• [Aim of the exercise]:
Make an exact copy of the listing so that no picture is carried over.

Data START

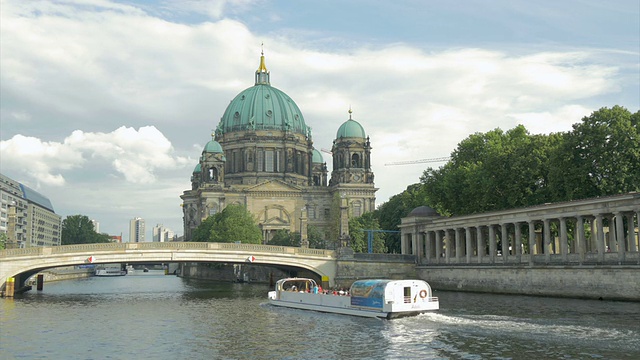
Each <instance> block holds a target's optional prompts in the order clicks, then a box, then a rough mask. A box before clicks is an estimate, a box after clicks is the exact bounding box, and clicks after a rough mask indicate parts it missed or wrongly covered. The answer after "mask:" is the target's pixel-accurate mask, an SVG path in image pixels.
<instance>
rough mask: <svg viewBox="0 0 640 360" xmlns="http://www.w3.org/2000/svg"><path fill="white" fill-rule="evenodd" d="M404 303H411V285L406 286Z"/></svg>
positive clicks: (405, 303)
mask: <svg viewBox="0 0 640 360" xmlns="http://www.w3.org/2000/svg"><path fill="white" fill-rule="evenodd" d="M404 303H405V304H410V303H411V287H410V286H405V287H404Z"/></svg>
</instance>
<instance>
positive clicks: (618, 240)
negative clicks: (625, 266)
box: [615, 212, 627, 262]
mask: <svg viewBox="0 0 640 360" xmlns="http://www.w3.org/2000/svg"><path fill="white" fill-rule="evenodd" d="M615 217H616V242H617V243H618V246H617V248H618V261H620V262H623V261H624V256H625V252H626V251H627V247H626V246H625V245H626V244H625V241H624V221H623V215H622V213H621V212H617V213H615Z"/></svg>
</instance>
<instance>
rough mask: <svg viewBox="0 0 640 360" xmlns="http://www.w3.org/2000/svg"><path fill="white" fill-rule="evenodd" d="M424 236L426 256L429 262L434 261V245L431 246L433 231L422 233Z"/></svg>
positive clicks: (425, 253)
mask: <svg viewBox="0 0 640 360" xmlns="http://www.w3.org/2000/svg"><path fill="white" fill-rule="evenodd" d="M422 236H423V237H424V240H423V241H424V250H425V251H424V252H425V254H424V258H425V259H426V260H427V263H431V262H433V259H432V258H433V247H432V246H431V231H425V232H423V233H422Z"/></svg>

Data END

• [Solution to this problem]:
Each <instance> block holds a target's optional prompts in the order clicks, then a box, then a rough mask. A box before clicks is an estimate, a box after clicks is the exact bounding box, and clicks after a rough mask indicate parts it missed or wrongly covered. The answer after "mask:" is the target's pixel-accurate mask, an SVG path in image pixels.
<instance>
rough mask: <svg viewBox="0 0 640 360" xmlns="http://www.w3.org/2000/svg"><path fill="white" fill-rule="evenodd" d="M404 303H411V285L406 286Z"/></svg>
positive clicks: (405, 303)
mask: <svg viewBox="0 0 640 360" xmlns="http://www.w3.org/2000/svg"><path fill="white" fill-rule="evenodd" d="M404 303H405V304H410V303H411V287H410V286H405V287H404Z"/></svg>
</instance>
<instance>
positive clicks: (618, 240)
negative clicks: (625, 266)
box: [615, 212, 627, 262]
mask: <svg viewBox="0 0 640 360" xmlns="http://www.w3.org/2000/svg"><path fill="white" fill-rule="evenodd" d="M615 217H616V242H617V243H618V246H617V248H618V261H620V262H623V261H624V256H625V252H626V251H627V247H626V246H625V245H626V244H625V241H624V221H623V215H622V213H621V212H617V213H615Z"/></svg>
</instance>
<instance>
rough mask: <svg viewBox="0 0 640 360" xmlns="http://www.w3.org/2000/svg"><path fill="white" fill-rule="evenodd" d="M424 236L426 256L429 262L434 261V245L431 246L433 231L422 233Z"/></svg>
positive clicks: (425, 253)
mask: <svg viewBox="0 0 640 360" xmlns="http://www.w3.org/2000/svg"><path fill="white" fill-rule="evenodd" d="M422 236H423V237H424V240H423V241H424V250H425V251H424V252H425V254H424V258H425V259H426V260H427V263H431V262H433V259H432V258H433V247H432V246H431V231H425V232H423V233H422Z"/></svg>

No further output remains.